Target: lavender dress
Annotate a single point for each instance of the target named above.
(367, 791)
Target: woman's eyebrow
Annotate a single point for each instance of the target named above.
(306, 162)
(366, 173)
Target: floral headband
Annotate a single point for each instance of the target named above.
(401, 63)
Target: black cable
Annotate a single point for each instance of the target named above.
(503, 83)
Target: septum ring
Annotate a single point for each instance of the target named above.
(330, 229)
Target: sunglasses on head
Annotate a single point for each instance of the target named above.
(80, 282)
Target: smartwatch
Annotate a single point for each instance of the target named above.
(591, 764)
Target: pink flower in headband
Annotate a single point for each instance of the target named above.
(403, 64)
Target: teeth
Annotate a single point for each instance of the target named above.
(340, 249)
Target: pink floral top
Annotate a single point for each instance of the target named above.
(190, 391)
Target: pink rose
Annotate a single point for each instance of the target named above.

> **Required work**
Return all of the lines above verbatim and in their original order. Start with "Target: lavender dress" and end with the final line after "Target: pink rose".

> **Output of the exercise**
Target: lavender dress
Annotate a single point for each instance of the target named above.
(367, 791)
Target: woman's eyebrow
Annotate a single point for each instance of the target named above.
(306, 162)
(366, 173)
Target: floral headband
Annotate a single point for each instance of the target named above.
(401, 63)
Target: black cable
Annotate a single point for each instance of the target named above.
(503, 83)
Target: septum ring
Annotate a single point for each instance of the target named above.
(330, 229)
Target: sunglasses on head
Annotate a single point for each instance of the target named above.
(80, 282)
Target: smartwatch
Annotate a single point for each instance of the target named above.
(591, 764)
Target: pink flower in headband
Annotate a single point for each instance of the target named above.
(403, 64)
Target: teeth
Annotate a single point for each instance of the target named above.
(340, 249)
Target: pink floral top
Annotate a single point for each instance of the target named above.
(190, 391)
Target: pink rose
Annotate a single point for each instance of the target named above.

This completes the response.